### [ACTION ITEM]
Repeat each line, word for word, from the one containing "Practice step: label each instance of the man's ear" through the last line of the entries, and include no other output.

[[ DATA EXTRACT open ]]

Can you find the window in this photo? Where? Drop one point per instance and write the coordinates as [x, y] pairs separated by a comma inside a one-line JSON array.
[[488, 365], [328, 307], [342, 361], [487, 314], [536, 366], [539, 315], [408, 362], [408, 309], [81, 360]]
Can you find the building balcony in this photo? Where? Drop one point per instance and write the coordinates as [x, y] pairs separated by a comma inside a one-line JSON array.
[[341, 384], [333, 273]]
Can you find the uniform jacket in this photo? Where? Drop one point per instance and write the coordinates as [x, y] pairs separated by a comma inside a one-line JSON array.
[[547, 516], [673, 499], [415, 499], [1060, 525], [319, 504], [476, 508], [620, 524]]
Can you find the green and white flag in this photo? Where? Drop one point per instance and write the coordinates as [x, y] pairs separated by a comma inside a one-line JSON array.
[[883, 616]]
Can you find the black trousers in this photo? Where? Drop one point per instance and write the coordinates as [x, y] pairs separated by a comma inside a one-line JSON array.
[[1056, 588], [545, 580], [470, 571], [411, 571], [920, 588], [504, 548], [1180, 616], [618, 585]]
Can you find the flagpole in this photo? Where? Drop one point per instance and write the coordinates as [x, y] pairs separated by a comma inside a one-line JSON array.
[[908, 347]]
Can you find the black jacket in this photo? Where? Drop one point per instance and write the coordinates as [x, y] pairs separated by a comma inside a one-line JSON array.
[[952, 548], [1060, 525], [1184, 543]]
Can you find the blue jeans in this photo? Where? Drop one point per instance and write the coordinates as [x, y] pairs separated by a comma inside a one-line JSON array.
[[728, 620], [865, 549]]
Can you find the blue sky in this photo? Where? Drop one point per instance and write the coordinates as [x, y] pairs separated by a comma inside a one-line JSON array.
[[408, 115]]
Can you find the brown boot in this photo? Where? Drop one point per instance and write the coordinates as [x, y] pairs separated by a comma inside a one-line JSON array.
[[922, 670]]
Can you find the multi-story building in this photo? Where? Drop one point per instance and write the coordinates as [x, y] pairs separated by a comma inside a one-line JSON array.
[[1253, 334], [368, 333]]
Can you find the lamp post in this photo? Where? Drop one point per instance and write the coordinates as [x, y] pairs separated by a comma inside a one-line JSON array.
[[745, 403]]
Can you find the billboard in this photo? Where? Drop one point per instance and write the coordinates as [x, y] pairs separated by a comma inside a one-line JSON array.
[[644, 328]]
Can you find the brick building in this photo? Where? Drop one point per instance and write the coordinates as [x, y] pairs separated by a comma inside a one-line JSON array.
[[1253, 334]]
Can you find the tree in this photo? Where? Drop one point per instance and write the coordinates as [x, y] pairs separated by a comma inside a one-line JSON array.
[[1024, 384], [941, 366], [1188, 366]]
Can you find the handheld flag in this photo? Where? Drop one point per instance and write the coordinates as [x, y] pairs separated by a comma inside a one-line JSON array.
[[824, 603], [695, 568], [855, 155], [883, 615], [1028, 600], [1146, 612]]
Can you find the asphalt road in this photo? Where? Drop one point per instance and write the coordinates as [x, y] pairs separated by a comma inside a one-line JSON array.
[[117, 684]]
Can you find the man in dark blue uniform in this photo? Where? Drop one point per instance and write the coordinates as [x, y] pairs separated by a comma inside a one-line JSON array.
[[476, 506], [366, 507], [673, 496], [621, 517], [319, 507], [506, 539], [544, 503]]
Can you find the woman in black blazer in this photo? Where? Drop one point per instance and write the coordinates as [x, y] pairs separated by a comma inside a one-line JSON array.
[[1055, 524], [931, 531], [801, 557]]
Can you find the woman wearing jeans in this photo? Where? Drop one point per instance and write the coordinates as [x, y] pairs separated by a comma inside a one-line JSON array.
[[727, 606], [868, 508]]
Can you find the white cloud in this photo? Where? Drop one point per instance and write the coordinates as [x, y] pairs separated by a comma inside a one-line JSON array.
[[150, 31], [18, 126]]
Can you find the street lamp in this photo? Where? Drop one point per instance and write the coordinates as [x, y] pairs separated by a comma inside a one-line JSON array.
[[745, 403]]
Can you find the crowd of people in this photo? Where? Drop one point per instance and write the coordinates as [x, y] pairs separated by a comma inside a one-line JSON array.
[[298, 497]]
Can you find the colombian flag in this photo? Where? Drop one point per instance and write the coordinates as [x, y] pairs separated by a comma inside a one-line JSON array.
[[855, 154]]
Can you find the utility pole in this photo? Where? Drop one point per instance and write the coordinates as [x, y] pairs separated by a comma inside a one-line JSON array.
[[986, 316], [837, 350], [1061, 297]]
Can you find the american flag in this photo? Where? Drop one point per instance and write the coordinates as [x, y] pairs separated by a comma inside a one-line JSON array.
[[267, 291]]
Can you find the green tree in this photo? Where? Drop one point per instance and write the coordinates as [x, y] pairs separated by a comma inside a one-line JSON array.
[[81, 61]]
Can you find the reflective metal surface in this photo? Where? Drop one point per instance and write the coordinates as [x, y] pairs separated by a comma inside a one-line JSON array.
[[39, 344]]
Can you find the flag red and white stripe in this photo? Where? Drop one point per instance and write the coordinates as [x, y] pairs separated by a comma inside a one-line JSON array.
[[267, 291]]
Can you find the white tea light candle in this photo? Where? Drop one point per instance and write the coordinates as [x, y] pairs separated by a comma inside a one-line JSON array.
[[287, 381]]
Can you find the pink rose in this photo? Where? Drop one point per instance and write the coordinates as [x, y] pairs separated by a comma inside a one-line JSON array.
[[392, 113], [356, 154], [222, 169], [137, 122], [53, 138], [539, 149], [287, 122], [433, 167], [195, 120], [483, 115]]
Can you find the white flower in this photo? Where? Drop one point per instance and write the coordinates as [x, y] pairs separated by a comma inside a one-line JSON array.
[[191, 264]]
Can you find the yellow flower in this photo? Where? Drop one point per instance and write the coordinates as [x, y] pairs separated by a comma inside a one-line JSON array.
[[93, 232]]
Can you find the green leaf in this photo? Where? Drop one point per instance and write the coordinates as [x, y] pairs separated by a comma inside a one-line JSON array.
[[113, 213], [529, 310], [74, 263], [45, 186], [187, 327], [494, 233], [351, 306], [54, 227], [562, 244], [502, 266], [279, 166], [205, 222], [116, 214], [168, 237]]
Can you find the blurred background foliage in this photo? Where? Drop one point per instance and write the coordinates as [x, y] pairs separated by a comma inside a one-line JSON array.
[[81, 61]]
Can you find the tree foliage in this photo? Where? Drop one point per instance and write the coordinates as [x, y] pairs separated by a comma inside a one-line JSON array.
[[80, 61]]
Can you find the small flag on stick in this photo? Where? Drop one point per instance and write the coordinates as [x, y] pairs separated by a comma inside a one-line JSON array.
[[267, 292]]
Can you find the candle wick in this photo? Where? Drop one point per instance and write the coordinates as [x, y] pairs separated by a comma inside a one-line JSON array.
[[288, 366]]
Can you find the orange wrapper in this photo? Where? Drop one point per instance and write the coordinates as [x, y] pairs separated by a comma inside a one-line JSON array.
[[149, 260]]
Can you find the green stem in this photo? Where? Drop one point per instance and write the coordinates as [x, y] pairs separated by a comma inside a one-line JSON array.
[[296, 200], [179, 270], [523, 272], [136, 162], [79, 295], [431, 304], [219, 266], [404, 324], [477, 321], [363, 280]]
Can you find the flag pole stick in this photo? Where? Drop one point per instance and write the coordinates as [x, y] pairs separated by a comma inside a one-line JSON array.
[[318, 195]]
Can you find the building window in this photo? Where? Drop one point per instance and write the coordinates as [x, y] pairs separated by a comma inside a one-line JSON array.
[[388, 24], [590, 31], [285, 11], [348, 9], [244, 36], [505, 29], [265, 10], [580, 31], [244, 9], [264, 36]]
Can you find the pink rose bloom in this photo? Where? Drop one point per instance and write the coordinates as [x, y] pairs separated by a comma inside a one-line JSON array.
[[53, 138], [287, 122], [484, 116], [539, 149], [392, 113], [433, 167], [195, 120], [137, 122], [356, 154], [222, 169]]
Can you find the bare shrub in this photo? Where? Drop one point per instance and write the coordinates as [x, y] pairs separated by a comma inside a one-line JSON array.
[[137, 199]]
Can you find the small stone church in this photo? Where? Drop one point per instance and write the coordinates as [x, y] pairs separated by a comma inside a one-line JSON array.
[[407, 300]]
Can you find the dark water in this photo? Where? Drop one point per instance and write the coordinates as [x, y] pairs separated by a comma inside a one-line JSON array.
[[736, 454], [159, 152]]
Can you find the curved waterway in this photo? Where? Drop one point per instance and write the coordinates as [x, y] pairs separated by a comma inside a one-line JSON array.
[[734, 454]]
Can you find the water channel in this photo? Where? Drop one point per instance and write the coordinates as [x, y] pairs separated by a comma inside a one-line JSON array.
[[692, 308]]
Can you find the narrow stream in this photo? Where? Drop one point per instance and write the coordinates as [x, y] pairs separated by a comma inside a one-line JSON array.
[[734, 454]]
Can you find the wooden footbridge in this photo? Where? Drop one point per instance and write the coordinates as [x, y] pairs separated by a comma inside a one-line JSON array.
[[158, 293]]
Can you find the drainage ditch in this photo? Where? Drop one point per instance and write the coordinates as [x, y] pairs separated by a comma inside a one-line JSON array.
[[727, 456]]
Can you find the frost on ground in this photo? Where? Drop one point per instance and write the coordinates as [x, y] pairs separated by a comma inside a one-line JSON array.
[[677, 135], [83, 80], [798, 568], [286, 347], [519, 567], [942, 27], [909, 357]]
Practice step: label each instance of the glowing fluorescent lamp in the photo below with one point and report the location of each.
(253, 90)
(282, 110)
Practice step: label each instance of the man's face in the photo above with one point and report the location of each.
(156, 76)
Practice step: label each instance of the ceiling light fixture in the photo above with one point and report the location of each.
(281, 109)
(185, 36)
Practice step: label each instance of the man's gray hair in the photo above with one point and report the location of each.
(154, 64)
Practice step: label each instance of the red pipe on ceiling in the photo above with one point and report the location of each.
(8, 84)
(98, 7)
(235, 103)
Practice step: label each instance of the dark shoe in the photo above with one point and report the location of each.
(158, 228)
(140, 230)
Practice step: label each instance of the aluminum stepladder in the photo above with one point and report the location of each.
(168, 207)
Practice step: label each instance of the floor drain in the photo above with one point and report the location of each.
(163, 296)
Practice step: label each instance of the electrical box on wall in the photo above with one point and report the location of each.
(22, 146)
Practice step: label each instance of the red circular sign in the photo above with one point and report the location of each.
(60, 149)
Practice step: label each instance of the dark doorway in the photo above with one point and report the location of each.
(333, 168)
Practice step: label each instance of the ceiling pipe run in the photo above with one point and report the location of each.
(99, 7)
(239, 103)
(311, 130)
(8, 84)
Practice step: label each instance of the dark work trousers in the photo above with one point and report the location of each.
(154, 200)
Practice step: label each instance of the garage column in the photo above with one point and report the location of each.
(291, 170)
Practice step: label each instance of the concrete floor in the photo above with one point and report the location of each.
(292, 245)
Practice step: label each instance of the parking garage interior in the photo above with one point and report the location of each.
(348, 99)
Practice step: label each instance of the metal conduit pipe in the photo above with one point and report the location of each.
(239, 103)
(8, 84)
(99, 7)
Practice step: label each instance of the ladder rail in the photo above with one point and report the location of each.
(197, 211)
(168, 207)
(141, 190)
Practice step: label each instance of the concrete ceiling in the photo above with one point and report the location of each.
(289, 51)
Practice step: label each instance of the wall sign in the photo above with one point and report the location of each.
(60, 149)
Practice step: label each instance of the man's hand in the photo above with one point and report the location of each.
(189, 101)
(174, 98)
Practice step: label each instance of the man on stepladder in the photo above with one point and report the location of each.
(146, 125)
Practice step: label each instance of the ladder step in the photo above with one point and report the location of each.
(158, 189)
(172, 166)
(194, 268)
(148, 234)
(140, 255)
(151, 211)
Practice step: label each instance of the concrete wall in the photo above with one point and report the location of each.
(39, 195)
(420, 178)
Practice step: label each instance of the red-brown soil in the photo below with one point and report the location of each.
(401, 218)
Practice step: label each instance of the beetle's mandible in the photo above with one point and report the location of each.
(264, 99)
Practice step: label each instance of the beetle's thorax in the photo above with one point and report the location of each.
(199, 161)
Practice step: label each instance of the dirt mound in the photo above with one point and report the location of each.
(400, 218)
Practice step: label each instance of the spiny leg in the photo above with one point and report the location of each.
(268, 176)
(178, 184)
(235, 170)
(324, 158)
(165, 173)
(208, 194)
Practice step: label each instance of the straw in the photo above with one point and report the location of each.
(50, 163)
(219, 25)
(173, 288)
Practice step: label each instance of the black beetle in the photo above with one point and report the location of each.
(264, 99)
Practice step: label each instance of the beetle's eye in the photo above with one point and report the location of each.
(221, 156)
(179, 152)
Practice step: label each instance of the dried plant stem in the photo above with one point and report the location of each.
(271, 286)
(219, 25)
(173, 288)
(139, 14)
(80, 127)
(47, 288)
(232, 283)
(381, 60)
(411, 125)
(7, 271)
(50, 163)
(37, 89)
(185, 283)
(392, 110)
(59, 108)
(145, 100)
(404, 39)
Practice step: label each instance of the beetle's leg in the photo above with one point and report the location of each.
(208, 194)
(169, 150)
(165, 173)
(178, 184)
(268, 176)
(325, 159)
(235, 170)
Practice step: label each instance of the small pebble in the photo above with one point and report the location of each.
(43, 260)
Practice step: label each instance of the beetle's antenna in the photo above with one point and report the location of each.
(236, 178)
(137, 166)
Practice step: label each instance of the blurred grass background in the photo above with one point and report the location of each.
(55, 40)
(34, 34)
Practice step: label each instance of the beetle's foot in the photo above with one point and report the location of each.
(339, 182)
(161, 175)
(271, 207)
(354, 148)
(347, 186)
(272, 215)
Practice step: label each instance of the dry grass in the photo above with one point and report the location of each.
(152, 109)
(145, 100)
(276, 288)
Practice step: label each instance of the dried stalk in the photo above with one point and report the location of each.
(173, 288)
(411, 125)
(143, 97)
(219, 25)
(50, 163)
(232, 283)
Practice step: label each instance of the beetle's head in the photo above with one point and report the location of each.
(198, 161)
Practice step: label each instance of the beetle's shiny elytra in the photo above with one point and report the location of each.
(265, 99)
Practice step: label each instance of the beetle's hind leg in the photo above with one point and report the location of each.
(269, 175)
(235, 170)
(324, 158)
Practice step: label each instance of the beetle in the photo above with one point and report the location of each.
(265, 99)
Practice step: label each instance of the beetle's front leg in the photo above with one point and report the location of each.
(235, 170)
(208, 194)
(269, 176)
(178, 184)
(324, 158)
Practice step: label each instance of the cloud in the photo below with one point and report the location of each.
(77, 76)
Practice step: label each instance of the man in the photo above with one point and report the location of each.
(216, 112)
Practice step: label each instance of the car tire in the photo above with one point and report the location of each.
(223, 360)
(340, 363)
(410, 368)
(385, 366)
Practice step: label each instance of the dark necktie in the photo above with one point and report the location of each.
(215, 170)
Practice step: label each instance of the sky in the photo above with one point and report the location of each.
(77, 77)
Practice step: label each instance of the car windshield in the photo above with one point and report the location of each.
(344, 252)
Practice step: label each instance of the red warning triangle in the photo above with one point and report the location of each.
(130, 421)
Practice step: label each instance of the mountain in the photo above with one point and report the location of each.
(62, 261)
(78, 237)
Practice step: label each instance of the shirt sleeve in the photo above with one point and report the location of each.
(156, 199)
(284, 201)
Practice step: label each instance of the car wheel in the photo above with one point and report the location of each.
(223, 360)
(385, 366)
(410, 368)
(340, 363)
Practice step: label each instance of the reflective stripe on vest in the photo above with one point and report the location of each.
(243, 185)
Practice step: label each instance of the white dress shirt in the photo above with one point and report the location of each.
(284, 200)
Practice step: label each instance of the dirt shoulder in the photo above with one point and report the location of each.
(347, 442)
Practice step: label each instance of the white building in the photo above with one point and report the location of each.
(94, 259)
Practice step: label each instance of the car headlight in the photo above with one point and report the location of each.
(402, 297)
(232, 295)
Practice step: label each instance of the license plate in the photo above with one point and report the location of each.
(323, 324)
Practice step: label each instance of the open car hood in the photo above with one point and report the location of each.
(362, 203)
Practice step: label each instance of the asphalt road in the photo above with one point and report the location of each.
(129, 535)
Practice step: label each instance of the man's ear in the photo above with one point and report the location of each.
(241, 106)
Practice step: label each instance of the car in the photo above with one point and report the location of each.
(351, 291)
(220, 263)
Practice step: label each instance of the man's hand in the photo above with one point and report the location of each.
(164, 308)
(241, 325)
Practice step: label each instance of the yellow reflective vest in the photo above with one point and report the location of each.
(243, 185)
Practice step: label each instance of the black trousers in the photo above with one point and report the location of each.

[[ DATA EXTRACT closed ]]

### [SOLUTION BELOW]
Practice step: label each instance of the man's ear in the photo above with one point and report the location of each.
(241, 106)
Practice step: label each instance of the car in the photo above with one point and report the location of each.
(351, 291)
(220, 263)
Practice step: label each instance of the man's hand in the photo above with one point and report the location of each.
(164, 308)
(241, 325)
Practice step: label each instance of the yellow reflective vest in the photo above with one point and report the location of each.
(243, 185)
Practice step: label each instance of the black trousers in the photo above with one point and report the location of each.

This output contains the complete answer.